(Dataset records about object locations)
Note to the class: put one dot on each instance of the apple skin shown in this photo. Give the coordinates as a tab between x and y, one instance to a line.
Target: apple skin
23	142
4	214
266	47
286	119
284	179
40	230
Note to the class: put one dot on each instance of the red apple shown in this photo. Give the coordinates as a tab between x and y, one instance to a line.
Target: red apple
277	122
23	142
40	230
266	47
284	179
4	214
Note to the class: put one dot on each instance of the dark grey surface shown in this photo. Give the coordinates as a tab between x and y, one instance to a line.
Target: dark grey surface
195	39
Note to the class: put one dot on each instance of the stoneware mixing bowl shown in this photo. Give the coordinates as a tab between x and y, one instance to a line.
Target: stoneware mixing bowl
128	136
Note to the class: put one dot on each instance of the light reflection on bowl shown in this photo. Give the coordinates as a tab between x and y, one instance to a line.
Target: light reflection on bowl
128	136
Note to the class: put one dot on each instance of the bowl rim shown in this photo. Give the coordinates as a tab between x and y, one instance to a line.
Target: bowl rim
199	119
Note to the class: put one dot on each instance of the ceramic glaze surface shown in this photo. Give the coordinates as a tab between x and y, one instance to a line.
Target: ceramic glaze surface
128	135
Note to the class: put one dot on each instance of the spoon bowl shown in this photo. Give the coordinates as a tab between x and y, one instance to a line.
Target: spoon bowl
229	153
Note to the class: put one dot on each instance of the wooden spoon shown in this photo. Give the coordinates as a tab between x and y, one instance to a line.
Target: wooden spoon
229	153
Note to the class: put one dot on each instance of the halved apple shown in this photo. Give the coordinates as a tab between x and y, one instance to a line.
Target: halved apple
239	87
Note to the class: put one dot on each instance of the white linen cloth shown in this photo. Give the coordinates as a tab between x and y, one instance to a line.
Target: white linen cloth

THE REQUEST — The records above must be repeated exactly, every one of them.

RIGHT ANSWER —
Note to the class: put one dot on each instance of the apple skin shown in this photo. Give the coordinates as a tab between x and y, one instance to a line.
Target: apple skin
23	142
4	214
266	47
286	119
284	179
40	230
Note to the class: put one dot on each instance of the red apple shown in this photo. Give the coordinates as a tab between x and y, one instance to a line.
Target: red apple
277	122
23	142
40	230
266	47
284	179
4	214
Note to the class: put one dot on each instance of the dark grey surface shown in this photo. Give the coordinates as a tab between x and y, one instance to a line.
Target: dark grey surface
195	39
Note to the class: put one dot on each instance of the stoneware mixing bowl shown in this photo. Give the coordinates as a tab between x and y, one instance to a line.
Target: stoneware mixing bowl
128	136
Note to the class: put one dot on each instance of the light reflection on bowl shown in this photo. Give the coordinates as a tab between x and y, one instance to a line.
Target: light reflection on bowl
128	136
Note to the class: put one dot on each instance of the bowl rim shown in this photo. Give the coordinates as a tab between x and y, one instance to a line.
Target: bowl rim
199	119
Note to the class: put one dot on each instance of the ceramic glaze surface shown in this photo. Give the coordinates as a tab between x and y, one instance to a line.
Target: ceramic glaze surface
128	135
Note to the class: put one dot on each instance of the spoon bowl shown in this photo. Give the coordinates as a tab between x and y, one instance to a line.
Target: spoon bowl
229	153
Note to the class: put one dot on each instance of the wooden spoon shown in this photo. Give the coordinates as a tab between x and y, one instance to a line.
Target: wooden spoon
229	153
Note to the class: put one dot on each instance of the halved apple shown in this photo. Give the coordinates as a tab between x and y, one instance to a line.
Target: halved apple
239	87
Note to the class: put one dot on each instance of the white linen cloth shown in this photo. Give the coordinates as a tab between x and y, one instance to a line.
Target: white linen cloth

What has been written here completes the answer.